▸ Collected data

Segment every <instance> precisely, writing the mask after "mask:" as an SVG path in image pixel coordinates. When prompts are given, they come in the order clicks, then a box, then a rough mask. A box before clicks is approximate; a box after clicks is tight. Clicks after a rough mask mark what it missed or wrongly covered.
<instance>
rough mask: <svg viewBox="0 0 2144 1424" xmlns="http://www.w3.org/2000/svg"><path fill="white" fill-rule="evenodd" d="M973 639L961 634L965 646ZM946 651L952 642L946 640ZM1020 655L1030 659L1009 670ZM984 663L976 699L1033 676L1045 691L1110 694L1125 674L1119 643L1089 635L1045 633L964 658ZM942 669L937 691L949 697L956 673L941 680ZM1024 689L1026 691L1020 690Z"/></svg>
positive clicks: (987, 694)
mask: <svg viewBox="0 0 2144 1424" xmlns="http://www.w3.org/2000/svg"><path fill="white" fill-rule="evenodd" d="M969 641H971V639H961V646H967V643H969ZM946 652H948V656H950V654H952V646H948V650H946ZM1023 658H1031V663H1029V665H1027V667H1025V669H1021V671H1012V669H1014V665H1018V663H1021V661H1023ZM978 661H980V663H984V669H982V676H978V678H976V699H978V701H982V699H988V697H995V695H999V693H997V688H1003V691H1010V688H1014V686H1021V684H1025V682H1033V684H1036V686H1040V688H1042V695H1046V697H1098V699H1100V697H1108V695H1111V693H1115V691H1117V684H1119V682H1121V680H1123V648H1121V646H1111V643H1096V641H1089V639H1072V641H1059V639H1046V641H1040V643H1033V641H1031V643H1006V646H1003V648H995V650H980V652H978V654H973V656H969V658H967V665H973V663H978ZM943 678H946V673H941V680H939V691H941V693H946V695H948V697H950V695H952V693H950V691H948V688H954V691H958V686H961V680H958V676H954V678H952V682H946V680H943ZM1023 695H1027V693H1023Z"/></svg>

▸ WHAT YOU SHOULD DO
Please give the number of lines above in which the word "instance" appears, without any other text.

▸ FINISHED TASK
2